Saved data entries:
┄┄┄┄┄┄┄┄┄┄┄┄┄┄┄┄┄┄┄┄

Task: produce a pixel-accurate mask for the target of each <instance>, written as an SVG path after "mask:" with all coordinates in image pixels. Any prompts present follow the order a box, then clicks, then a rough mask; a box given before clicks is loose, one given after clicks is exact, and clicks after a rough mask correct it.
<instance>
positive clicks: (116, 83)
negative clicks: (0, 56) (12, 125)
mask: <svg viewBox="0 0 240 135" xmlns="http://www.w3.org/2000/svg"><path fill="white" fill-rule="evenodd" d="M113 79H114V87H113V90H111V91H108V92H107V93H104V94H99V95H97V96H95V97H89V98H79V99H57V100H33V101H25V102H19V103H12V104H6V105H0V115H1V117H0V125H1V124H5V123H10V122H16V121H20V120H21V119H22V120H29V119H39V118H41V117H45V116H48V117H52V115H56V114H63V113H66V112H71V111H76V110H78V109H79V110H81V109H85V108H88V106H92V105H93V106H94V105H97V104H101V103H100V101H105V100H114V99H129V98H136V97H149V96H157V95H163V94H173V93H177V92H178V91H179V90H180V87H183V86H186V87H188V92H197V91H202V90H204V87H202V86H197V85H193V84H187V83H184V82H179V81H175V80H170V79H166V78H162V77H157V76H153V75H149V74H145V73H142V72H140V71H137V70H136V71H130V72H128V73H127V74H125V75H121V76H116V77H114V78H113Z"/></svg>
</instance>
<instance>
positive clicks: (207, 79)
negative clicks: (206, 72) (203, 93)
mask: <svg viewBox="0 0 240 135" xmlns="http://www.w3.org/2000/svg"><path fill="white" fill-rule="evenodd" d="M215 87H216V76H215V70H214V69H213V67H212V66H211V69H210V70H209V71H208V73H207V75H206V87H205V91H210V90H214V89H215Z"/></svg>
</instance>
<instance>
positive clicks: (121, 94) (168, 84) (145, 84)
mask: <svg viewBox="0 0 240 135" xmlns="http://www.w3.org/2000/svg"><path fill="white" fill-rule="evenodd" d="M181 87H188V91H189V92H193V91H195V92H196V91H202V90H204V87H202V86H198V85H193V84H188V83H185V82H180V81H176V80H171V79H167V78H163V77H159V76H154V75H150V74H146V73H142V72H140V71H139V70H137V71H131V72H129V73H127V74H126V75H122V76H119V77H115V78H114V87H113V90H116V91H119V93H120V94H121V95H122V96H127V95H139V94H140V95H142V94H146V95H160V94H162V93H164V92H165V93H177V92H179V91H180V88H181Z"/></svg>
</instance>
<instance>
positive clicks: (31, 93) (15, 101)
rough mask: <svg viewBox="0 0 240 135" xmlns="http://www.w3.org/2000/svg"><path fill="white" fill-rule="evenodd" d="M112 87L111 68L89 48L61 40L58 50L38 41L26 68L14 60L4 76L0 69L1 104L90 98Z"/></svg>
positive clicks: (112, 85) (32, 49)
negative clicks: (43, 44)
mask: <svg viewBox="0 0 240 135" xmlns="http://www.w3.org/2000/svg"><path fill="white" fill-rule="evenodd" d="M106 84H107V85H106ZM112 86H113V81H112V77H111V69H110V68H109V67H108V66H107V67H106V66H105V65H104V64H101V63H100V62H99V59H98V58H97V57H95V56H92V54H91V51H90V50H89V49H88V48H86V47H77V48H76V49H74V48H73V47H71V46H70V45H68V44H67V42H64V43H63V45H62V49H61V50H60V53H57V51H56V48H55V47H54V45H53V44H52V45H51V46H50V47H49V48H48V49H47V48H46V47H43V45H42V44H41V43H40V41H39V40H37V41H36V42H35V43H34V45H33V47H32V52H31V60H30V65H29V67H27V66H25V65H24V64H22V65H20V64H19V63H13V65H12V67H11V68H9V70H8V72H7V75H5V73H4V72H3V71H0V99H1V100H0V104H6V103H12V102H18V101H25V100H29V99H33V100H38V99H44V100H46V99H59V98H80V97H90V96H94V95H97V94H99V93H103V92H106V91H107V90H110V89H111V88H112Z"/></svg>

┄┄┄┄┄┄┄┄┄┄┄┄┄┄┄┄┄┄┄┄

Recopy the entries above exactly, with every line included.

Task: produce a pixel-accurate mask for the target of each <instance>, written as an SVG path after "mask:" with all coordinates in image pixels. Any prompts present follow the order a box, then clicks, then a rough mask; a box given before clicks is loose, one given after clicks is exact, and clicks after a rough mask correct it.
<instance>
positive clicks: (116, 83)
negative clicks: (0, 56) (12, 125)
mask: <svg viewBox="0 0 240 135" xmlns="http://www.w3.org/2000/svg"><path fill="white" fill-rule="evenodd" d="M113 79H114V87H113V90H111V91H108V92H107V93H104V94H99V95H97V96H95V97H89V98H79V99H57V100H33V101H25V102H19V103H12V104H6V105H0V115H1V117H0V125H1V124H5V123H10V122H16V121H20V120H21V119H22V120H29V119H39V118H41V117H45V116H48V117H52V115H56V114H63V113H66V112H71V111H76V110H78V109H79V110H81V109H85V108H88V106H92V105H93V106H94V105H97V104H101V103H100V101H105V100H114V99H129V98H136V97H149V96H157V95H163V94H173V93H177V92H178V91H179V90H180V87H183V86H186V87H188V92H197V91H202V90H204V87H202V86H197V85H193V84H187V83H184V82H179V81H175V80H170V79H166V78H162V77H157V76H153V75H149V74H145V73H142V72H140V71H137V70H136V71H130V72H128V73H127V74H125V75H121V76H116V77H114V78H113Z"/></svg>
</instance>
<instance>
positive clicks: (207, 79)
negative clicks: (206, 72) (203, 93)
mask: <svg viewBox="0 0 240 135" xmlns="http://www.w3.org/2000/svg"><path fill="white" fill-rule="evenodd" d="M215 87H216V76H215V70H214V69H213V67H212V66H211V69H210V70H209V71H208V73H207V75H206V87H205V91H210V90H214V89H215Z"/></svg>
</instance>
<instance>
positive clicks: (121, 94) (168, 84) (145, 84)
mask: <svg viewBox="0 0 240 135" xmlns="http://www.w3.org/2000/svg"><path fill="white" fill-rule="evenodd" d="M181 87H188V91H189V92H193V91H195V92H196V91H202V90H204V87H202V86H198V85H193V84H188V83H185V82H180V81H176V80H171V79H167V78H163V77H159V76H154V75H150V74H146V73H142V72H140V71H139V70H137V71H131V72H129V73H127V74H126V75H122V76H119V77H115V78H114V87H113V90H116V91H119V93H120V94H121V95H122V96H127V95H139V94H140V95H142V94H146V95H160V94H162V93H164V92H165V93H177V92H179V91H180V88H181Z"/></svg>
</instance>
<instance>
positive clicks: (31, 93) (15, 101)
rough mask: <svg viewBox="0 0 240 135" xmlns="http://www.w3.org/2000/svg"><path fill="white" fill-rule="evenodd" d="M112 87L111 68L89 48L61 40L58 50L38 41L26 68L14 60L4 76L0 69L1 104L90 98Z"/></svg>
positive clicks: (112, 85) (32, 49)
negative clicks: (43, 44)
mask: <svg viewBox="0 0 240 135" xmlns="http://www.w3.org/2000/svg"><path fill="white" fill-rule="evenodd" d="M106 84H107V85H106ZM112 86H113V81H112V77H111V69H110V68H109V67H108V66H107V67H106V66H105V65H104V64H101V63H100V62H99V59H98V58H97V57H95V56H92V54H91V51H90V50H89V49H88V48H86V47H77V48H76V49H74V48H73V47H71V46H70V45H68V44H67V42H64V43H63V45H62V49H61V50H60V53H57V51H56V48H55V47H54V45H53V44H52V45H51V46H50V47H49V48H48V49H47V48H46V47H43V45H42V44H41V43H40V41H39V40H37V41H36V42H35V43H34V45H33V47H32V52H31V60H30V65H29V67H27V66H25V65H24V64H22V65H20V64H19V63H13V65H12V67H11V68H9V70H8V72H7V75H5V73H4V72H3V71H0V99H1V100H0V104H6V103H12V102H18V101H25V100H29V99H33V100H38V99H44V100H46V99H59V98H80V97H90V96H94V95H97V94H99V93H103V92H106V91H107V90H110V89H111V88H112Z"/></svg>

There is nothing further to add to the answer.